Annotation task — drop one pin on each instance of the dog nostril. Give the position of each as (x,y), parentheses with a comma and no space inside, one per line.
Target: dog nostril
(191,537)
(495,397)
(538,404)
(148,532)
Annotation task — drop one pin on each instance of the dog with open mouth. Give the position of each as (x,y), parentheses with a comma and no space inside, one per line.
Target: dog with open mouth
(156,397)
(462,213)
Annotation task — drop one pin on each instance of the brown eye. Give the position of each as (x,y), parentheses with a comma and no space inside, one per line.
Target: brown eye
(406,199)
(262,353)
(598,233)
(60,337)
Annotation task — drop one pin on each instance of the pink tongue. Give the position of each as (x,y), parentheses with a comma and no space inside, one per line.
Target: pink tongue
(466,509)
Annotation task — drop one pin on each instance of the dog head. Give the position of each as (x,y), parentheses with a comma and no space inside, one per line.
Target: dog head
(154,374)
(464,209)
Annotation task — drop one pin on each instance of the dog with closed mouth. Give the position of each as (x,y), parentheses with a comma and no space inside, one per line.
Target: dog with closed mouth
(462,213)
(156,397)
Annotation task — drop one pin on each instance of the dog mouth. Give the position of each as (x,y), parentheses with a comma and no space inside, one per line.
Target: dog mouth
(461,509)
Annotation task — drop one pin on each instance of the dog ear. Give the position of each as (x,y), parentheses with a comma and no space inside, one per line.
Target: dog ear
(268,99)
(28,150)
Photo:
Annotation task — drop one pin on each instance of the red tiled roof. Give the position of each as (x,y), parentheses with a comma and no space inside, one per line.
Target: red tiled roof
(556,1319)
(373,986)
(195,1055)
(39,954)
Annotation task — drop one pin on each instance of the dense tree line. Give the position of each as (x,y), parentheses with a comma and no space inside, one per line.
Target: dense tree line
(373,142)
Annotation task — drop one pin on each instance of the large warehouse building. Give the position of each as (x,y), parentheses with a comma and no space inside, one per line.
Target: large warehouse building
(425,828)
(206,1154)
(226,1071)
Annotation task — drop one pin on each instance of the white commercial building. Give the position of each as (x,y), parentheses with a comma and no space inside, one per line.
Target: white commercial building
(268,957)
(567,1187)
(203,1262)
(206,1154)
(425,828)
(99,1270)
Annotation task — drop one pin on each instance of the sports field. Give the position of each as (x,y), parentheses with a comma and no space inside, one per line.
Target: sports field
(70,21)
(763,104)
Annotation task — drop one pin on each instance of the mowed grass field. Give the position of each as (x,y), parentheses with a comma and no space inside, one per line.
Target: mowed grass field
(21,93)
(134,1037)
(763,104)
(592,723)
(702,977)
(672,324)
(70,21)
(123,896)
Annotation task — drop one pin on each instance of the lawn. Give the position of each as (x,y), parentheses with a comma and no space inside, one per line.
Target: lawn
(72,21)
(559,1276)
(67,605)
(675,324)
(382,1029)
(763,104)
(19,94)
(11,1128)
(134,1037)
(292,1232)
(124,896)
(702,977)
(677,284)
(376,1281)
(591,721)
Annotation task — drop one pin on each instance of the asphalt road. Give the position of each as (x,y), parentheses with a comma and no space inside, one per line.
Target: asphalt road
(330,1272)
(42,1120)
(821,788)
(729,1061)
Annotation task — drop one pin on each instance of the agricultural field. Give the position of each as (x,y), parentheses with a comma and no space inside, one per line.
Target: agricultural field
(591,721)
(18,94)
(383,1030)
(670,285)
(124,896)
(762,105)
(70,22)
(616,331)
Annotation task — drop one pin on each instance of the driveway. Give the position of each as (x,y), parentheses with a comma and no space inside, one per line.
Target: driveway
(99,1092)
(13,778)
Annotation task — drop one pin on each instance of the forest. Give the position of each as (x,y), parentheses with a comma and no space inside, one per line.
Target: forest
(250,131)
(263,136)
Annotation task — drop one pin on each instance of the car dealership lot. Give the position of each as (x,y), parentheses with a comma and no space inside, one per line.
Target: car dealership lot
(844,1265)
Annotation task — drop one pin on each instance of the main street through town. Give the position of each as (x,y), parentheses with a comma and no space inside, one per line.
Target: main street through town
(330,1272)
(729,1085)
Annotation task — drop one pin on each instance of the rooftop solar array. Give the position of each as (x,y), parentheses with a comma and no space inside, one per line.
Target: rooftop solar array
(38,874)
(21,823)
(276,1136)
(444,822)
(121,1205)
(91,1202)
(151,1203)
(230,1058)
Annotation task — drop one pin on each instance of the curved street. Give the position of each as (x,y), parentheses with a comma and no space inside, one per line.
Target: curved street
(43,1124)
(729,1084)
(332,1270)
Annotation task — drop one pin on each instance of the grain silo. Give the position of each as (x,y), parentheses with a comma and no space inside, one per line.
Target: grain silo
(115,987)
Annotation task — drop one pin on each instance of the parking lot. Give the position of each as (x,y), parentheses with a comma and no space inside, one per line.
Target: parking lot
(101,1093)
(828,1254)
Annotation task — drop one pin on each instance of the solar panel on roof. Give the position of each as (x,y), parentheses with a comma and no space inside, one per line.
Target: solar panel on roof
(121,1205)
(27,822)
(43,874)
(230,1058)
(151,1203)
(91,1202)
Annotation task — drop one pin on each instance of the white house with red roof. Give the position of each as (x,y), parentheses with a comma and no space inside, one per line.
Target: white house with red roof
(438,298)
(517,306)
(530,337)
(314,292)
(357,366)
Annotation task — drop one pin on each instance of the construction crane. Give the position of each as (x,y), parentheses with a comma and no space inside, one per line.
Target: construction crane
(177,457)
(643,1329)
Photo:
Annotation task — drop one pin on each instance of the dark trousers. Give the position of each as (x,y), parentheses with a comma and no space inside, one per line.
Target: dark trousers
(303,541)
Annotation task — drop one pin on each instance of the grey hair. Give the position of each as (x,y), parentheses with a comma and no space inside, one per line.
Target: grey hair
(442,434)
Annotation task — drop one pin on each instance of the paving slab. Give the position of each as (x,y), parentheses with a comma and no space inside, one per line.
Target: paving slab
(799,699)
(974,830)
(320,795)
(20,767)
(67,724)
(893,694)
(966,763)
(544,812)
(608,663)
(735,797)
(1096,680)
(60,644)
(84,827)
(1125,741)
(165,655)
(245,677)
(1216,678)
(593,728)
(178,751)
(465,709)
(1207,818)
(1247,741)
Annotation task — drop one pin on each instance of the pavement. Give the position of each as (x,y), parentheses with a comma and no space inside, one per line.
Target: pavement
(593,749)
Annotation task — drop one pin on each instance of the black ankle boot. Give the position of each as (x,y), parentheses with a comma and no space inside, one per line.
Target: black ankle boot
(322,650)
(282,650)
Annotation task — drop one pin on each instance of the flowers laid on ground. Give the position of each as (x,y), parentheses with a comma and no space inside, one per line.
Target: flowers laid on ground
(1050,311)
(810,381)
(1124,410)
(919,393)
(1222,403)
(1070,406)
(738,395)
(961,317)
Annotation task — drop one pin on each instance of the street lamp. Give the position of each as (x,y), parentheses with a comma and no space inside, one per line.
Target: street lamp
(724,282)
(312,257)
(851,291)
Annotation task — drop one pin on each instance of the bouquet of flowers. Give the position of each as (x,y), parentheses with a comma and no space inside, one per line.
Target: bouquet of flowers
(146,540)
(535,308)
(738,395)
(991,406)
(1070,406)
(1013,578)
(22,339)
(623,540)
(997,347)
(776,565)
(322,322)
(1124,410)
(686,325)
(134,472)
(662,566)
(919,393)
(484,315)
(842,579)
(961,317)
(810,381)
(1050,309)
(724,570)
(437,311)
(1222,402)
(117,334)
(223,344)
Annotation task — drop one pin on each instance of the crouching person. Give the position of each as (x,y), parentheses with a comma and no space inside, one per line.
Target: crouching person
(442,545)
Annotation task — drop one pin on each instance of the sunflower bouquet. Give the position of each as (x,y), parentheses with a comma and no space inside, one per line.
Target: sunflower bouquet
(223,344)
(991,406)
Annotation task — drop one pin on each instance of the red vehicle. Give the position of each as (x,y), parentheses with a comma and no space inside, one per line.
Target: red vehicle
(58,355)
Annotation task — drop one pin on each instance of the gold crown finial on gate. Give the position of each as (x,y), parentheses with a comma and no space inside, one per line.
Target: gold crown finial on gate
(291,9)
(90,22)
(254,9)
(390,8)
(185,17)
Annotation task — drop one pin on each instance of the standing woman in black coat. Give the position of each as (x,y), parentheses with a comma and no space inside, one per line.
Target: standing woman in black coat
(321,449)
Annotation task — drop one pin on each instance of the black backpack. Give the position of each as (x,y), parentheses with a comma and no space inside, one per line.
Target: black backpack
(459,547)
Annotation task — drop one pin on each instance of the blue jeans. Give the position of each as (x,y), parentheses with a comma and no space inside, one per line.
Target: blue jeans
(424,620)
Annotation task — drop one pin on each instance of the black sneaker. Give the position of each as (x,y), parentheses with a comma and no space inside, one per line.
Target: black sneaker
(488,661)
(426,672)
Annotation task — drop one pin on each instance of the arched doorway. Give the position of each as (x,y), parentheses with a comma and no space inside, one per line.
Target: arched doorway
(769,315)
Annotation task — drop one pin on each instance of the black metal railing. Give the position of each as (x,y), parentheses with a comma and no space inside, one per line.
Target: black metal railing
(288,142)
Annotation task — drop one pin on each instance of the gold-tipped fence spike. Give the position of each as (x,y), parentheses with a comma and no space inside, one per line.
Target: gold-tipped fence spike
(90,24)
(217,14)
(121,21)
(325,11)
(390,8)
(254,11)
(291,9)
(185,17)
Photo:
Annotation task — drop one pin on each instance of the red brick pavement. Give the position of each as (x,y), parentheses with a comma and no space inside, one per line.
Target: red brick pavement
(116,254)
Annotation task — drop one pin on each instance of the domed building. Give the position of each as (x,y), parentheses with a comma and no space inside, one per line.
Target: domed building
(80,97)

++++++++++++++++++++

## Task details
Go through the material above and output exactly the lines from the one containing "Target: black ankle boot" through the one containing "of the flowers".

## Finished task
Target: black ankle boot
(322,650)
(282,650)
Annotation task — drop one pin on each instance of the flowers laid on ground. Give the position of each as (x,y), parentheses with a comma and no space inside, one per line.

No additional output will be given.